:: TASK INSTRUCTIONS ::
Below is a listing. Output every line of it exactly.
### TASK INPUTS
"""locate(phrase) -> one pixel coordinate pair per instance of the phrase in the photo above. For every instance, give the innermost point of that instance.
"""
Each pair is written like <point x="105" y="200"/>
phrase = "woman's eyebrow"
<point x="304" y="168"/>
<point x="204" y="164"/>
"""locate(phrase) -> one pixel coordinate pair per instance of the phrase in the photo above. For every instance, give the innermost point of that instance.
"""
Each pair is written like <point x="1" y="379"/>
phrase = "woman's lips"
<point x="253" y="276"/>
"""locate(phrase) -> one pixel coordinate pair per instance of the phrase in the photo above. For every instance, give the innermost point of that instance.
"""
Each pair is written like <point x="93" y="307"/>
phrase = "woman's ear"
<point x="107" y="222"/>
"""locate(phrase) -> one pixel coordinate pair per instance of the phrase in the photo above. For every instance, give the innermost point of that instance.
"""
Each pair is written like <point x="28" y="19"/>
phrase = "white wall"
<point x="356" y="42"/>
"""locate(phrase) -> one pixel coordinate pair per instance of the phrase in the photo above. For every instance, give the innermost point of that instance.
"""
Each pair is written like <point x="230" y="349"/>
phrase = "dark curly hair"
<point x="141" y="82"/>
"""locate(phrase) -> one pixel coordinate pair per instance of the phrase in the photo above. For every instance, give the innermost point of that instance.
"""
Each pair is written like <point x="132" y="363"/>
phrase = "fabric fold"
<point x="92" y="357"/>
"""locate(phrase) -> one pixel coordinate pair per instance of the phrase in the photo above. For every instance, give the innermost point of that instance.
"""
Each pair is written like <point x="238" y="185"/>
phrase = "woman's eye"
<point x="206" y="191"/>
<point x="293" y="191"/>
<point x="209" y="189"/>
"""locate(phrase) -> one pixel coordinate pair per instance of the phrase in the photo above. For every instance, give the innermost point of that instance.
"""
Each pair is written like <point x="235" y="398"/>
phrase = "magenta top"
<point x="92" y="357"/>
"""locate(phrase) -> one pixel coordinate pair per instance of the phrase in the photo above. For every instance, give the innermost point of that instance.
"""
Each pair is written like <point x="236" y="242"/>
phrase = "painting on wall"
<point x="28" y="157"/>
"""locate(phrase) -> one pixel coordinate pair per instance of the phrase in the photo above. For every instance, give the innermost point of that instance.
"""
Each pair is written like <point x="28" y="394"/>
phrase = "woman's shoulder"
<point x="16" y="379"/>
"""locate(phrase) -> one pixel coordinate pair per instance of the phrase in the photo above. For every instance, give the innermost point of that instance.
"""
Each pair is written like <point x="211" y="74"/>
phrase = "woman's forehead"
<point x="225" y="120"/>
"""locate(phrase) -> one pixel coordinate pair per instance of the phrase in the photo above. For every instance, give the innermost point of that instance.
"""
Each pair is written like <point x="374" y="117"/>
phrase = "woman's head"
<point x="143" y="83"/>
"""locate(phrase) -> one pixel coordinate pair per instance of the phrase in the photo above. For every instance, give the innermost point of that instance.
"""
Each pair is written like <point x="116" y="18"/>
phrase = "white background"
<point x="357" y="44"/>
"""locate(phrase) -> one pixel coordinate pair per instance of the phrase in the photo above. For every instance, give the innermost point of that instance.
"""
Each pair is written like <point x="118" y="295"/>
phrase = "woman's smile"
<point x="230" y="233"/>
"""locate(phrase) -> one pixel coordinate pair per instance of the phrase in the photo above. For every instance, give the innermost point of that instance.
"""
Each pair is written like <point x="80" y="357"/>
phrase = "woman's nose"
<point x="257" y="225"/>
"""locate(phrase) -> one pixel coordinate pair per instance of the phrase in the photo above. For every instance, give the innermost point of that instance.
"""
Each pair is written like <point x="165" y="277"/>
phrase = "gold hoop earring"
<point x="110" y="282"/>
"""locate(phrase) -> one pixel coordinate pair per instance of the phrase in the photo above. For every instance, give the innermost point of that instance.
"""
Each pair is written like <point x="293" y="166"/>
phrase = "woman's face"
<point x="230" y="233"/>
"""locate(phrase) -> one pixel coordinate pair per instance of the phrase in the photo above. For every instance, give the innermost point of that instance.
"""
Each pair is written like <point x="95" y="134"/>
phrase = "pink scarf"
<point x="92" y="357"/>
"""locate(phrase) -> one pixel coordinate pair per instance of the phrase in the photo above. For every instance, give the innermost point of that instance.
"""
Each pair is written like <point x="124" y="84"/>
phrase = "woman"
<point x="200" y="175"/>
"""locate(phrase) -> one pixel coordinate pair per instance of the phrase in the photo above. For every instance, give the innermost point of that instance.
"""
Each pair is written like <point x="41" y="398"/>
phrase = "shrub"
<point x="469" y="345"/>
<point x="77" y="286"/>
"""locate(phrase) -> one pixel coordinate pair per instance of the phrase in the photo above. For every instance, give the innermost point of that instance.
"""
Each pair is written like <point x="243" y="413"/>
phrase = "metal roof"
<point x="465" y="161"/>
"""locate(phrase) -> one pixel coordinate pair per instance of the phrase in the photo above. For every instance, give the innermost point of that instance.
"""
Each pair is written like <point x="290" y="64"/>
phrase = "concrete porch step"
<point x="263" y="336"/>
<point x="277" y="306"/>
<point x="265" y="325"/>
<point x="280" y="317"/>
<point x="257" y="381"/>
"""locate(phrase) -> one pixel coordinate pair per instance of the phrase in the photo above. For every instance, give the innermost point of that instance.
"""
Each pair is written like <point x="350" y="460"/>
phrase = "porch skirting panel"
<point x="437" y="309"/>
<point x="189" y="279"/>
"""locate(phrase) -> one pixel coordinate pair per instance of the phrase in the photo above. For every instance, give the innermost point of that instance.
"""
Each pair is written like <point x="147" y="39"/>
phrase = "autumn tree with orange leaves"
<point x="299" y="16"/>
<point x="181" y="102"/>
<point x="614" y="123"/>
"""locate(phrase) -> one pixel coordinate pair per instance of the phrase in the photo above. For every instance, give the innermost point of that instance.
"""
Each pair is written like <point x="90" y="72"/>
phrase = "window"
######
:: RESPONSE BELOW ::
"""locate(phrase) -> one pixel coordinate pair per instance of the phrase in the photo above. For every instance, give the innermost point of that instance.
"""
Each pair is written like <point x="105" y="200"/>
phrase = "woman's eyebrow"
<point x="304" y="168"/>
<point x="204" y="164"/>
"""locate(phrase) -> one pixel coordinate pair per instance of the phrase in the photo above. For every instance, give the innermost point of that instance.
"""
Each pair is written like <point x="1" y="379"/>
phrase = "woman's lips"
<point x="253" y="276"/>
"""locate(phrase) -> one pixel coordinate pair per instance of the phrase in the photo above. For every instance, give the innermost point of that instance.
"""
Each pair is written like <point x="93" y="307"/>
phrase = "woman's ear"
<point x="107" y="222"/>
"""locate(phrase) -> one pixel coordinate pair per instance of the phrase in the photo above. For every instance, give the innermost point of that instance.
"""
Each pair is written like <point x="28" y="19"/>
phrase = "white wall"
<point x="356" y="42"/>
"""locate(phrase) -> one pixel coordinate pair per instance of the phrase in the photo above. For every instance, give the innermost point of that instance.
"""
Each pair is written like <point x="230" y="349"/>
phrase = "dark curly hair"
<point x="141" y="82"/>
"""locate(phrase) -> one pixel coordinate pair per instance of the phrase in the photo above. For every instance, give the innermost point of that instance.
"""
Each pair is written like <point x="132" y="363"/>
phrase = "fabric fold"
<point x="92" y="357"/>
"""locate(phrase) -> one pixel coordinate pair per instance of the phrase in the photo above. For every instance, give the innermost point of that instance.
"""
Each pair is written like <point x="238" y="185"/>
phrase = "woman's eye"
<point x="206" y="191"/>
<point x="293" y="191"/>
<point x="209" y="189"/>
"""locate(phrase) -> one pixel coordinate pair per instance of the phrase in the photo above. For every instance, give the innermost point of that instance.
"""
Each pair is written like <point x="235" y="398"/>
phrase = "magenta top"
<point x="92" y="357"/>
"""locate(phrase) -> one pixel coordinate pair per instance of the phrase in the photo above. For every instance, give the innermost point of that instance.
"""
Each pair is written like <point x="236" y="242"/>
phrase = "painting on wall"
<point x="28" y="157"/>
"""locate(phrase) -> one pixel coordinate pair per instance of the phrase in the photo above. For every instance, give the innermost point of that instance.
"""
Each pair is written like <point x="28" y="394"/>
phrase = "woman's shoulder"
<point x="16" y="379"/>
"""locate(phrase) -> one pixel coordinate pair per instance of the phrase in the photo above. For every instance, give the innermost point of that instance.
"""
Each pair is written like <point x="211" y="74"/>
phrase = "woman's forehead"
<point x="225" y="120"/>
"""locate(phrase) -> one pixel coordinate pair per instance of the phrase in the photo above. For every instance, give the innermost point of that instance.
"""
Each pair is written like <point x="374" y="117"/>
phrase = "woman's head"
<point x="143" y="83"/>
"""locate(phrase) -> one pixel coordinate pair per instance of the phrase in the photo above. For every instance, give the innermost point of that instance.
"""
Each pair is written like <point x="116" y="18"/>
phrase = "white background"
<point x="357" y="44"/>
"""locate(phrase) -> one pixel coordinate pair per instance of the phrase in the photo above. For every instance, give the innermost point of that instance.
"""
Each pair is written like <point x="118" y="295"/>
phrase = "woman's smile"
<point x="230" y="233"/>
"""locate(phrase) -> one pixel coordinate pair per instance of the phrase in the photo above. For every instance, give the innermost point of that instance.
"""
Each pair is written like <point x="80" y="357"/>
phrase = "woman's nose"
<point x="257" y="225"/>
"""locate(phrase) -> one pixel coordinate pair per instance of the phrase in the photo above. For every instance, give the innermost point of that instance.
"""
Each pair is written like <point x="165" y="277"/>
phrase = "gold hoop earring"
<point x="110" y="282"/>
"""locate(phrase) -> one pixel coordinate pair per instance of the phrase in the photo above. For every instance, give the innermost point of that instance.
"""
Each pair is written like <point x="293" y="166"/>
phrase = "woman's face"
<point x="230" y="233"/>
"""locate(phrase) -> one pixel coordinate pair per instance of the phrase in the photo above. For every instance, give the innermost point of that instance.
"""
Each pair is written like <point x="95" y="134"/>
phrase = "pink scarf"
<point x="92" y="357"/>
"""locate(phrase) -> one pixel coordinate pair per instance of the phrase in the photo above. For every instance, give the innermost point of that instance.
"""
Each pair is written like <point x="124" y="84"/>
phrase = "woman"
<point x="200" y="175"/>
"""locate(phrase) -> one pixel coordinate pair per instance of the phrase in the photo above. For every instance, give the innermost point of that instance.
"""
Each pair is written like <point x="41" y="398"/>
phrase = "shrub"
<point x="469" y="345"/>
<point x="77" y="286"/>
"""locate(phrase) -> one pixel coordinate pair per instance of the phrase in the photo above. For every instance, give the innermost point of that instance.
"""
Each pair is written like <point x="243" y="413"/>
phrase = "metal roof"
<point x="465" y="161"/>
"""locate(phrase) -> one pixel coordinate pair per instance of the phrase in the photo above. For every instance, give the innermost point of that instance.
"""
Each pair is written like <point x="290" y="64"/>
phrase = "concrete porch step"
<point x="263" y="336"/>
<point x="277" y="306"/>
<point x="265" y="325"/>
<point x="280" y="317"/>
<point x="257" y="381"/>
"""locate(phrase) -> one pixel coordinate pair per instance of the phrase in the photo above. For every instance, give the innermost point of that instance.
"""
Each pair is written like <point x="350" y="460"/>
phrase = "porch skirting panel"
<point x="437" y="309"/>
<point x="189" y="279"/>
"""locate(phrase) -> one pixel coordinate pair per instance of the phrase in the photo above. For every instance, give the innermost point of that instance.
"""
Each pair is written like <point x="147" y="39"/>
phrase = "autumn tree with orange leaves"
<point x="299" y="16"/>
<point x="181" y="102"/>
<point x="614" y="123"/>
"""locate(phrase) -> one pixel coordinate pair per instance of the phrase in the photo above. For every instance, give the innermost point of that instance.
"""
Each pair is written like <point x="90" y="72"/>
phrase = "window"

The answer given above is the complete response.